En dernier lieu, elle occupait les fonctions d'assistante dentaire qualifiée.

Par lettre du 7 juin 2017, elle est convoquée à un entretien préalable à un éventuel licenciement économique fixé au 16 juin 2017, au cours duquel il lui a été proposé un CSP (Contrat de Sécurisation Professionnelle).

Par lettre du 22 juin 2017 elle s'est vue proposer, en exécution de l'obligation de reclassement, une réduction de son temps de travail pour occuper le poste d'assistante dentaire à temps partiel, avec une réponse souhaitée avant le 3 juillet 2017, offre qu'elle a refusée par lettre expédiée le 27 juin 2017.

Par lettre du 29 juin 2017 l'employeur lui notifie les motifs économiques de la rupture en lui précisant qu'en cas de refus du contrat de sécurisation professionnelle, cette lettre constituerait la notification de son licenciement.

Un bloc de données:

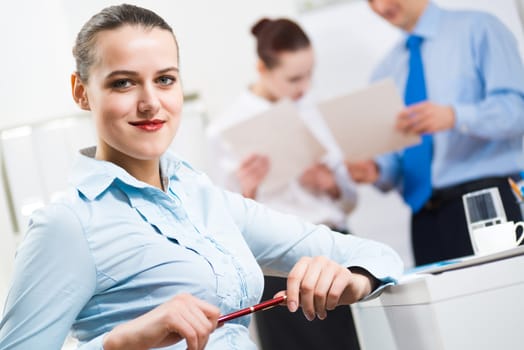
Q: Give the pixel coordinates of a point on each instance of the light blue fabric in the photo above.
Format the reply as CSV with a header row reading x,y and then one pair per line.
x,y
471,62
114,248
416,160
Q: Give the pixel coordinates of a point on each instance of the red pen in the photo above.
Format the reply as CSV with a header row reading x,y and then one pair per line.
x,y
249,310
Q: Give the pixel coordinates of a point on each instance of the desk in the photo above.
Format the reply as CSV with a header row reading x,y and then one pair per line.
x,y
474,304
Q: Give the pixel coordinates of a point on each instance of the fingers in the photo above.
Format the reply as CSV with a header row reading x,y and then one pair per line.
x,y
192,319
317,284
425,118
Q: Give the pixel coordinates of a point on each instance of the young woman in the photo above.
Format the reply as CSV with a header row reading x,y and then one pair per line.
x,y
145,252
323,194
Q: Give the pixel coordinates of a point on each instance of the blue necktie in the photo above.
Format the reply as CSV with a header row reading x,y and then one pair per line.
x,y
416,160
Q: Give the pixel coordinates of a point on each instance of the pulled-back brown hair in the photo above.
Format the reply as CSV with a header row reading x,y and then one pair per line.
x,y
111,17
277,36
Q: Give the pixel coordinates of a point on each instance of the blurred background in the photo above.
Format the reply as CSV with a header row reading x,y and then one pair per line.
x,y
41,128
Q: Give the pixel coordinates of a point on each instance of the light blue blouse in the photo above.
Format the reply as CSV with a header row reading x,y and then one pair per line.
x,y
115,248
471,62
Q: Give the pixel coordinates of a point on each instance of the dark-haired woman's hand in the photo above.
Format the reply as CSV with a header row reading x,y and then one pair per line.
x,y
182,317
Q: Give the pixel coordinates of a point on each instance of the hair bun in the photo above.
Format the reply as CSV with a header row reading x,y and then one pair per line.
x,y
258,27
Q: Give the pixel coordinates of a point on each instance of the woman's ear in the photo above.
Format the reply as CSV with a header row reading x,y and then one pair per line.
x,y
79,92
261,67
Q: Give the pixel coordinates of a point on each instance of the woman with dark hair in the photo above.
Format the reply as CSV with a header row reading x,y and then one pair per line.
x,y
144,251
324,193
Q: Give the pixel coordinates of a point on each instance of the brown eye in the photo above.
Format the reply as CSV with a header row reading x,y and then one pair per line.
x,y
166,80
121,84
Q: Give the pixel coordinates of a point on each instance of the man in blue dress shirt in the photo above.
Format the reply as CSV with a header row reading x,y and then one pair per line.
x,y
471,112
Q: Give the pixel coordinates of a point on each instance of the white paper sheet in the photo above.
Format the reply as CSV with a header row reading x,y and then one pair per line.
x,y
280,134
362,122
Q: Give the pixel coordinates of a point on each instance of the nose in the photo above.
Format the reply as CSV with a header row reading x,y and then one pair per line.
x,y
148,103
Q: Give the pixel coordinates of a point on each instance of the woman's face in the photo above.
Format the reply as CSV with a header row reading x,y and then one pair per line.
x,y
133,92
291,77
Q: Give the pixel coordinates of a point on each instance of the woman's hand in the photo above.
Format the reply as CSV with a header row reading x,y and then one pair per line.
x,y
365,171
182,317
318,178
251,172
318,284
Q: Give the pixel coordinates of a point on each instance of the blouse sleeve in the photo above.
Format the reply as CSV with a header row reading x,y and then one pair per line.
x,y
278,241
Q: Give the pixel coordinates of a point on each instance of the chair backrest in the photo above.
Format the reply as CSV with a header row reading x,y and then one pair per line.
x,y
37,159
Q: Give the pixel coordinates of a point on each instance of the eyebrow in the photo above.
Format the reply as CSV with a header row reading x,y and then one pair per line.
x,y
133,73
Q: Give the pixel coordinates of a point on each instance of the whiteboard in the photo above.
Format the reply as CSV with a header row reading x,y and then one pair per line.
x,y
350,39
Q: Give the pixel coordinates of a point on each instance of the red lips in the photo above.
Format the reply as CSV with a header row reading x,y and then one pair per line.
x,y
149,125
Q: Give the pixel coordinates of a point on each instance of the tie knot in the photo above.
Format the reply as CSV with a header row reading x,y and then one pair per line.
x,y
414,41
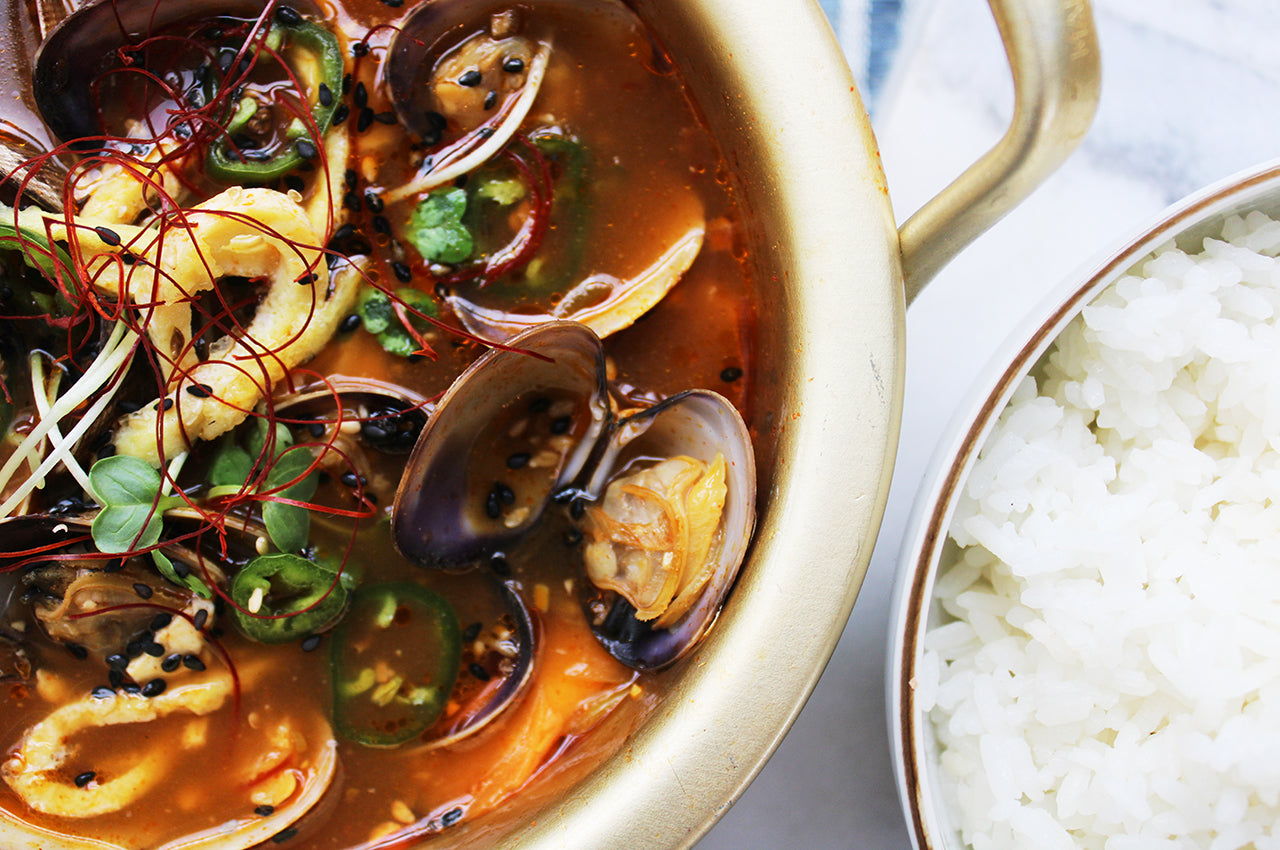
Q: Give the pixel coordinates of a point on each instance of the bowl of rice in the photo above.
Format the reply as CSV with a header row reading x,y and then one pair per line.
x,y
1086,629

## [La consigne]
Citez le passage sur le licenciement économique, de « Par lettre du 7 » à « de Sécurisation Professionnelle). ».

## [Résultat ci-dessous]
Par lettre du 7 juin 2017, elle est convoquée à un entretien préalable à un éventuel licenciement économique fixé au 16 juin 2017, au cours duquel il lui a été proposé un CSP (Contrat de Sécurisation Professionnelle).